Task to complete
Put every line of the material below into a numbered list, skipping blank lines and leaving out the pictures.

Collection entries
Start

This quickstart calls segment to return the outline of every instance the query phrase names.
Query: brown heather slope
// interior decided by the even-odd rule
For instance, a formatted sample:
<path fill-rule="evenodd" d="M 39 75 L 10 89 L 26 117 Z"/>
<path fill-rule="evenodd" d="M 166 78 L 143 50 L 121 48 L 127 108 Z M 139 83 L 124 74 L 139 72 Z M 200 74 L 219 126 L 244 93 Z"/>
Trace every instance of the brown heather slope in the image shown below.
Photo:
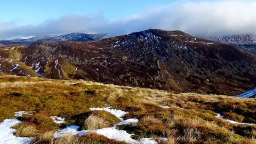
<path fill-rule="evenodd" d="M 231 95 L 256 85 L 255 55 L 180 31 L 18 46 L 0 49 L 2 74 Z"/>

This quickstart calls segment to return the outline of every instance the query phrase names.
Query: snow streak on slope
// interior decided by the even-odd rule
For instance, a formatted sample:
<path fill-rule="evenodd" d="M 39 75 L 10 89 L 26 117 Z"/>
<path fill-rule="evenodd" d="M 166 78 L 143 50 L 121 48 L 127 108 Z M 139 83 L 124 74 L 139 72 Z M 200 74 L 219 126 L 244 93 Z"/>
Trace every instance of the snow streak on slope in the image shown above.
<path fill-rule="evenodd" d="M 90 108 L 91 110 L 104 110 L 111 113 L 115 115 L 120 119 L 121 122 L 116 125 L 114 125 L 111 127 L 106 127 L 102 129 L 95 130 L 82 130 L 78 131 L 79 126 L 76 125 L 70 125 L 66 127 L 57 132 L 55 132 L 54 136 L 55 138 L 61 138 L 67 135 L 78 135 L 79 137 L 87 134 L 89 133 L 96 133 L 99 134 L 104 135 L 109 139 L 115 139 L 118 141 L 124 141 L 129 143 L 157 143 L 157 142 L 152 138 L 142 138 L 140 140 L 133 139 L 131 137 L 133 134 L 127 133 L 124 130 L 119 130 L 116 129 L 117 125 L 135 124 L 138 122 L 138 119 L 131 118 L 126 120 L 123 120 L 122 116 L 128 113 L 115 109 L 110 109 L 110 107 L 107 108 Z"/>
<path fill-rule="evenodd" d="M 230 120 L 230 119 L 225 119 L 223 118 L 224 117 L 224 116 L 222 116 L 220 114 L 217 114 L 217 115 L 215 116 L 216 117 L 218 117 L 218 118 L 221 118 L 221 119 L 224 119 L 225 121 L 229 122 L 229 123 L 232 123 L 232 124 L 245 124 L 245 125 L 255 125 L 255 124 L 252 124 L 252 123 L 239 123 L 239 122 L 235 122 L 235 121 L 232 121 L 232 120 Z"/>
<path fill-rule="evenodd" d="M 256 44 L 256 34 L 230 36 L 206 37 L 204 38 L 230 44 Z"/>
<path fill-rule="evenodd" d="M 248 98 L 250 97 L 255 97 L 256 95 L 256 87 L 254 89 L 250 90 L 249 91 L 244 92 L 239 95 L 236 95 L 236 97 L 243 98 Z"/>

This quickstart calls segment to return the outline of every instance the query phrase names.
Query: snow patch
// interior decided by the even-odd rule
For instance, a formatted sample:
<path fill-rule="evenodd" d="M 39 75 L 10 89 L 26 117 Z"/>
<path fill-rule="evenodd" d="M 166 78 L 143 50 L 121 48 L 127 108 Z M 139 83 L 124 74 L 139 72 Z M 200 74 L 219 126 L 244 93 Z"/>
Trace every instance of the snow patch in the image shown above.
<path fill-rule="evenodd" d="M 77 136 L 82 136 L 87 134 L 88 133 L 95 133 L 98 134 L 104 135 L 109 139 L 115 139 L 118 141 L 124 141 L 127 143 L 157 143 L 157 142 L 152 138 L 142 138 L 139 140 L 136 140 L 131 138 L 133 134 L 130 134 L 124 130 L 118 130 L 116 129 L 116 125 L 135 124 L 139 122 L 138 119 L 131 118 L 126 120 L 123 120 L 121 118 L 124 115 L 128 113 L 115 109 L 110 109 L 111 107 L 106 108 L 90 108 L 91 110 L 105 110 L 111 113 L 121 119 L 121 122 L 115 125 L 113 127 L 103 128 L 102 129 L 95 130 L 82 130 L 78 131 L 79 126 L 76 125 L 68 126 L 66 128 L 62 129 L 54 134 L 54 138 L 61 138 L 67 135 L 73 135 Z"/>
<path fill-rule="evenodd" d="M 13 135 L 17 131 L 11 127 L 21 123 L 22 123 L 21 121 L 16 118 L 6 119 L 2 123 L 0 123 L 0 143 L 27 144 L 30 143 L 34 138 L 17 137 Z"/>
<path fill-rule="evenodd" d="M 60 117 L 57 117 L 57 116 L 51 116 L 50 117 L 53 120 L 53 122 L 55 123 L 57 123 L 58 124 L 60 124 L 61 123 L 63 123 L 65 122 L 64 121 L 65 120 L 65 118 L 61 118 Z"/>
<path fill-rule="evenodd" d="M 139 143 L 157 144 L 157 142 L 152 138 L 142 138 L 139 141 Z"/>
<path fill-rule="evenodd" d="M 13 71 L 14 69 L 17 69 L 19 66 L 19 64 L 14 65 L 14 67 L 12 69 L 11 71 Z"/>
<path fill-rule="evenodd" d="M 237 122 L 232 120 L 229 120 L 229 119 L 225 119 L 223 118 L 224 116 L 221 115 L 220 114 L 217 114 L 217 116 L 215 116 L 216 117 L 221 118 L 228 122 L 229 122 L 232 124 L 245 124 L 245 125 L 255 125 L 255 124 L 252 124 L 252 123 L 239 123 L 239 122 Z"/>

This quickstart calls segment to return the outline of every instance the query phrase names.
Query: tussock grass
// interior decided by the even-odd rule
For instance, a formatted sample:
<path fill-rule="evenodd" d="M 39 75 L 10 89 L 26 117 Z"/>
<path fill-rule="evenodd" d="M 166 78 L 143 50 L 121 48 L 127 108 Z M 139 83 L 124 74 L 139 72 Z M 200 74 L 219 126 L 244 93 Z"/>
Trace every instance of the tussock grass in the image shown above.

End

Result
1. This quickstart calls segment to return the outline of every instance the query phrase names.
2. Query: brown heather slope
3. // interior decided by the even-odd rule
4. For instance, a formatted sample:
5. <path fill-rule="evenodd" d="M 39 75 L 10 89 L 26 117 Z"/>
6. <path fill-rule="evenodd" d="M 166 78 L 143 50 L 121 48 L 127 108 Z M 139 83 L 124 74 L 139 72 Z M 200 74 L 219 126 L 244 93 Z"/>
7. Trace every instance of the brown heather slope in the image shown below.
8. Photo:
9. <path fill-rule="evenodd" d="M 231 95 L 256 85 L 255 55 L 180 31 L 18 46 L 0 49 L 2 74 Z"/>
10. This quickstart calls segment to return the outline of every instance the query phrase names.
11. Query: snow streak on slope
12. // interior decided by the even-odd rule
13. For instance, a formatted sample:
14. <path fill-rule="evenodd" d="M 39 75 L 10 89 L 26 117 Z"/>
15. <path fill-rule="evenodd" d="M 166 78 L 143 50 L 121 48 L 127 108 Z M 139 83 L 124 74 L 139 72 Z M 200 74 L 219 126 L 244 93 Z"/>
16. Trace every instance of the snow streak on slope in the image shown above.
17. <path fill-rule="evenodd" d="M 90 108 L 91 110 L 104 110 L 111 113 L 115 115 L 120 119 L 121 122 L 116 125 L 114 125 L 111 127 L 106 127 L 102 129 L 95 130 L 82 130 L 78 131 L 79 126 L 76 125 L 70 125 L 66 127 L 57 132 L 55 132 L 54 136 L 55 138 L 61 138 L 67 135 L 78 135 L 79 137 L 87 134 L 89 133 L 96 133 L 99 134 L 104 135 L 109 139 L 115 139 L 118 141 L 124 141 L 129 143 L 157 143 L 157 142 L 152 138 L 142 138 L 140 140 L 133 139 L 131 137 L 133 134 L 127 133 L 124 130 L 119 130 L 116 129 L 117 125 L 135 124 L 138 122 L 138 119 L 131 118 L 126 120 L 123 120 L 122 116 L 128 113 L 115 109 L 110 109 L 110 107 L 107 108 Z"/>
18. <path fill-rule="evenodd" d="M 230 120 L 230 119 L 225 119 L 223 118 L 224 117 L 224 116 L 222 116 L 220 114 L 217 114 L 217 115 L 215 116 L 216 117 L 218 117 L 218 118 L 221 118 L 221 119 L 224 119 L 225 121 L 229 122 L 229 123 L 232 123 L 232 124 L 245 124 L 245 125 L 255 125 L 255 124 L 252 124 L 252 123 L 239 123 L 239 122 L 235 122 L 235 121 L 232 121 L 232 120 Z"/>
19. <path fill-rule="evenodd" d="M 256 44 L 256 34 L 230 36 L 206 37 L 204 38 L 230 44 Z"/>
20. <path fill-rule="evenodd" d="M 248 98 L 250 97 L 255 97 L 256 95 L 256 87 L 254 89 L 250 90 L 249 91 L 244 92 L 239 95 L 236 95 L 236 97 L 243 98 Z"/>
21. This quickstart calls segment to return the outline of every instance the query phrase names.
22. Query: snow patch
23. // interior decided by the even-odd rule
24. For instance, a formatted sample:
25. <path fill-rule="evenodd" d="M 39 75 L 10 89 L 26 117 Z"/>
26. <path fill-rule="evenodd" d="M 166 78 L 143 50 L 121 48 L 127 108 Z M 139 83 L 124 74 L 139 72 Z M 200 74 L 219 126 L 244 93 Z"/>
27. Trace every instance of the snow patch in the image shown above.
28. <path fill-rule="evenodd" d="M 77 136 L 82 136 L 87 134 L 88 133 L 95 133 L 98 134 L 104 135 L 109 139 L 115 139 L 118 141 L 124 141 L 127 143 L 157 143 L 157 142 L 152 138 L 142 138 L 139 140 L 136 140 L 131 138 L 133 134 L 130 134 L 124 130 L 118 130 L 116 129 L 116 125 L 135 124 L 139 122 L 138 119 L 131 118 L 126 120 L 123 120 L 121 118 L 124 115 L 128 113 L 115 109 L 110 109 L 111 107 L 106 108 L 90 108 L 91 110 L 105 110 L 111 113 L 121 119 L 121 122 L 115 125 L 113 127 L 103 128 L 102 129 L 95 130 L 82 130 L 78 131 L 79 126 L 76 125 L 68 126 L 66 128 L 62 129 L 54 134 L 54 138 L 61 138 L 67 135 L 73 135 Z"/>
29. <path fill-rule="evenodd" d="M 13 135 L 17 131 L 11 127 L 21 123 L 22 123 L 21 121 L 16 118 L 6 119 L 2 123 L 0 123 L 0 143 L 27 144 L 30 143 L 34 138 L 17 137 Z"/>
30. <path fill-rule="evenodd" d="M 60 117 L 57 117 L 57 116 L 51 116 L 50 117 L 53 120 L 53 122 L 55 123 L 57 123 L 58 124 L 60 124 L 61 123 L 63 123 L 65 122 L 64 121 L 65 120 L 65 118 L 61 118 Z"/>
31. <path fill-rule="evenodd" d="M 139 143 L 157 144 L 157 142 L 152 138 L 142 138 L 139 141 Z"/>
32. <path fill-rule="evenodd" d="M 13 71 L 14 69 L 17 69 L 19 66 L 19 64 L 14 65 L 14 67 L 12 69 L 11 71 Z"/>
33. <path fill-rule="evenodd" d="M 237 122 L 232 120 L 229 120 L 229 119 L 225 119 L 223 118 L 224 116 L 221 115 L 220 114 L 217 114 L 217 116 L 215 116 L 216 117 L 221 118 L 228 122 L 229 122 L 232 124 L 245 124 L 245 125 L 255 125 L 255 124 L 252 124 L 252 123 L 239 123 L 239 122 Z"/>
34. This quickstart calls segment to return the outline of every instance the query phrase names.
35. Query: tussock grass
36. // interior decided by the even-odd rule
37. For instance, a formatted sample:
38. <path fill-rule="evenodd" d="M 39 75 L 10 89 L 26 117 Z"/>
39. <path fill-rule="evenodd" d="M 166 78 L 143 50 L 121 48 L 127 108 Z M 139 83 L 124 74 L 139 72 Z M 200 74 L 219 126 L 244 93 Z"/>
40. Trace every instance of the tussock grass in the image shown above.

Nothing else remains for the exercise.